WHAT TO DO: The full data, repeated exactly, is the only answer needed.

*** Opening of EXERCISE INPUT ***

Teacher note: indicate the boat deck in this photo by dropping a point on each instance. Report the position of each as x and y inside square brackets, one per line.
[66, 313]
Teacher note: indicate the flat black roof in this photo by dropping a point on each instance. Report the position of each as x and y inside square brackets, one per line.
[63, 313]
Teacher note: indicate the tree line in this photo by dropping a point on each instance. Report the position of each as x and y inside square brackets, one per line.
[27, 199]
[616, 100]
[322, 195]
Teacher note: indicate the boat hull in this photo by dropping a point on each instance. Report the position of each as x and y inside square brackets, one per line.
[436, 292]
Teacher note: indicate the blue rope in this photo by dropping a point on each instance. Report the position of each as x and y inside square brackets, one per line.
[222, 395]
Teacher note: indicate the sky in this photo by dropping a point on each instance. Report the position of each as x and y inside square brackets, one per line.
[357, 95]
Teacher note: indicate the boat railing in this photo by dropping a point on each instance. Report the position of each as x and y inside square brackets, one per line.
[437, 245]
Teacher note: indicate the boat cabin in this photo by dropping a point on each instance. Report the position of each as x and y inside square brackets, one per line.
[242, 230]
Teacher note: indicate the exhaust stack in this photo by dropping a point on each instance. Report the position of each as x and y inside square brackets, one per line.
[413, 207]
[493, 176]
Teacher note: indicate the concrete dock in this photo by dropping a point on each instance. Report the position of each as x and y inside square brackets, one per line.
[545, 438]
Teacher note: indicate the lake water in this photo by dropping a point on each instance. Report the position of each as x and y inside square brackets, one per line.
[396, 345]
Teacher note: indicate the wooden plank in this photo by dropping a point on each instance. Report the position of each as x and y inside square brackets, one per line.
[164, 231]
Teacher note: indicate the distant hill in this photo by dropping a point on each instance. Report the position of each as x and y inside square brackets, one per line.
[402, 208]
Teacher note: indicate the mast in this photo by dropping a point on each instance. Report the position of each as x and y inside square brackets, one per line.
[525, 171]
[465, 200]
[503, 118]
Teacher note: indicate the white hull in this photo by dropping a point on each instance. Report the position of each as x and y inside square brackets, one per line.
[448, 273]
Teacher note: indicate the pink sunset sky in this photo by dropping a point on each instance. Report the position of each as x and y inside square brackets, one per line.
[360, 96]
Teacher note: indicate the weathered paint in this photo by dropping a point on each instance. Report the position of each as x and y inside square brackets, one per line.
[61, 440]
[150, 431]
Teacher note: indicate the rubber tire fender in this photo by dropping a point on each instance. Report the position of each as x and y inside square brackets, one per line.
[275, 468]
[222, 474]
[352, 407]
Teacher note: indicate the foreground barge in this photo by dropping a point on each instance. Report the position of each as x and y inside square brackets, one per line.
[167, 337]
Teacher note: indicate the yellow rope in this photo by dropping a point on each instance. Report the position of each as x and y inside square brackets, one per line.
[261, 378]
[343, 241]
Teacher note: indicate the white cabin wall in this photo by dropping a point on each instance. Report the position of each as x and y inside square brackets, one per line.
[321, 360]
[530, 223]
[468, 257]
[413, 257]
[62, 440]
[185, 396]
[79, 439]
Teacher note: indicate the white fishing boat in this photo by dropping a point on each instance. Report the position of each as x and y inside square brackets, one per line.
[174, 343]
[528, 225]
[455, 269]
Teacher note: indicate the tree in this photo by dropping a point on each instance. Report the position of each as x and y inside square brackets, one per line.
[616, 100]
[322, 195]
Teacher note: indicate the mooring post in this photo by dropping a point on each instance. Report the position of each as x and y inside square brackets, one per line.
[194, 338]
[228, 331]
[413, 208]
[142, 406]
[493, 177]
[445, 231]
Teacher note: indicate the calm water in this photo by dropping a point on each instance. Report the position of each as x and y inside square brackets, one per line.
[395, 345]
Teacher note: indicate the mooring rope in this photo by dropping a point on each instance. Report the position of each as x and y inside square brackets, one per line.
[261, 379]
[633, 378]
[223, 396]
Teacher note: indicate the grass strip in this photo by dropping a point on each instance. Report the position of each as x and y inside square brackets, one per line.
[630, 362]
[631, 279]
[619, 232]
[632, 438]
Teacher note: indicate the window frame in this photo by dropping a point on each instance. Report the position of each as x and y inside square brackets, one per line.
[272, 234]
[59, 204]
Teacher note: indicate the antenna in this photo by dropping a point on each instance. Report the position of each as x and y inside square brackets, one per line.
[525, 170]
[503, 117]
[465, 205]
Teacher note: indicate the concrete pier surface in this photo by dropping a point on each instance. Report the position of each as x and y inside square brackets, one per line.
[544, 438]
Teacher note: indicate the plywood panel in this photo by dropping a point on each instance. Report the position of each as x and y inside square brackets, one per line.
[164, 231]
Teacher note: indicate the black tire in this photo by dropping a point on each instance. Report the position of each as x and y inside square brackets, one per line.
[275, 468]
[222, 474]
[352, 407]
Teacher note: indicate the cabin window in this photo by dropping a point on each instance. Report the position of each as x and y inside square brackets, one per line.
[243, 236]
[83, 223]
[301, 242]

*** Close of EXERCISE INPUT ***

ANSWER BOX:
Teacher note: indicate the boat deck in this photo by dropping a point on each instance. Report the position of each as x and y inside square brackets, one per line.
[66, 313]
Teacher note: indicate the flat black roof in this photo by dropping a point on each instance. Report the position of each as x and y inside square brackets, one per line.
[63, 313]
Teacher note: indicate the tree line in this photo by dropping a point on each instance. Report the position of each as x and y inside square brackets, one per line.
[27, 199]
[616, 100]
[322, 195]
Teacher note: indicate the boat hull in this photo by dropping a point on each instance. Report the position of each as x and y inside square brackets, one per line.
[436, 292]
Teacher note: indicate the blue rope in this photo by dropping a point on each instance. Report the position of each as x and y inside square brackets, one per line.
[222, 395]
Teacher note: indicate the sky in this photo by dropping a point on each instance. Report the position of each as x and y inside square brackets, one per line.
[357, 95]
Teacher note: indicate the boat railing in this photo by dropping a point on each instance. Report the position of each as x and y inside square brackets, one per line.
[437, 245]
Teacher note: indicate the boat cabin in this photo by dropping a point on each instance. Report the position of each as x and y inside square brackets, one per line.
[242, 230]
Teacher note: indicate the exhaust stack in this photo by dropping a point on each instance. Report the position of each as x and y inside square brackets, one per line.
[413, 207]
[493, 176]
Teacher note: indicate the concrete dock in this photo by dropping a point on each instance. Report the position of each as x and y inside square brackets, one per line.
[545, 438]
Teacher note: indicate the lake water in this photo by dropping a point on each instance. Report the position of each as x and y inside square brackets, one per line.
[396, 345]
Teacher note: indicate the wooden plank in this photo by dropping a point on each instance. Report the position of each as x and y inside square brackets, one per line.
[164, 231]
Teacher note: indicate the distant hill in this photo by dropping a point on each instance. Report the position of each as x and y inside square brackets, one per line.
[402, 208]
Teacher note: indicate the mast in this photo by dropping a point on each instance. Report the position of each as x and y inside square brackets, one per line.
[525, 171]
[465, 200]
[503, 118]
Teacher note: indicate the white hull in this photo by dropping a point on each instance. Report the position of each as x and y inside square brackets, one per line.
[448, 273]
Teacher note: indicate the pink sunset sky in this photo by dropping a point on each instance. Report the position of each as x and y inside square brackets, one per line.
[360, 96]
Teacher note: indicate the weathered paint in this photo by dropping a point on each instance. Report the position of each as x and y inside square brackets, one per line.
[61, 440]
[150, 431]
Teacher note: indicate the rubber tire fender in this photo by dropping a point on each instance. Report the position of each as x and y inside square brackets, one per line.
[275, 468]
[222, 474]
[352, 407]
Teacher note: indicate the foreground barge in this photo by dropping a point on each instance. Report the position of each as x and y inside square brackets, one per line.
[167, 337]
Teacher note: indicate the yellow rope in this photo by dropping a point on each instance. Report the position of each as x and y inside square brackets, one per line.
[261, 378]
[343, 241]
Teacher note: indicate the white cabin wall in this photo by dropping a point on each instance. Report the position of each as x and y inside square brackets, one per line.
[321, 360]
[530, 223]
[468, 257]
[413, 257]
[62, 440]
[185, 396]
[79, 439]
Teacher note: indicate the white fishing boat in this photo by dropping a point on each instance. Report the position of each as x and y inside square brackets, one per line.
[174, 343]
[528, 225]
[455, 269]
Teacher note: indicate the tree in this photo by dropping a point on each instance. Report the position of each as x and y inside square brackets, one per line.
[616, 100]
[322, 195]
Teacher note: indicate the mooring post in this photo by dropping a point on each instance. Report the position of each as x and y inside square brackets, one per line.
[194, 338]
[228, 331]
[413, 208]
[142, 406]
[493, 177]
[445, 231]
Teacher note: indicate the calm water in this photo by dropping a point on each instance. Report the position of each as x and y inside square brackets, one per line.
[395, 345]
Teacher note: indicate the mooring rope in this photo by dropping a point on each instance. Report the position of each as x and y inside square brackets, one per line.
[261, 379]
[633, 378]
[223, 396]
Teacher note: indicate the grass strip in this photo by dropping a point on each instance. Report the position of each as x and y inside square brackets, one per line.
[630, 362]
[631, 279]
[619, 232]
[632, 438]
Teacher note: indicate the window frame in this photo by dropping a point on each instance. Report the position of each as x and y inside square brackets, one per line.
[272, 234]
[59, 204]
Teacher note: indicate the antenna in this photo by dropping a point on each instance. Report the position of each as x and y inside square brackets, one per line.
[525, 170]
[503, 117]
[465, 205]
Teacher note: indicate the concrete pier surface in this photo by dropping a point on each instance. Report the position of each as x and y inside square brackets, one per line.
[544, 438]
Teacher note: indicate the plywood panel in this photo by dropping a point on each instance. Report the position of each as x and y inside square brackets, one per line.
[164, 231]
Teacher note: indicate the black tire in this photo by dropping a point on each instance. Report the position of each as x and y inside square brackets, one per line.
[275, 468]
[222, 474]
[352, 407]
Teacher note: indicate the cabin window in this photo by dropping a point on each instance. Report the position of each as x and y inside square brackets, one per line.
[243, 236]
[83, 223]
[301, 242]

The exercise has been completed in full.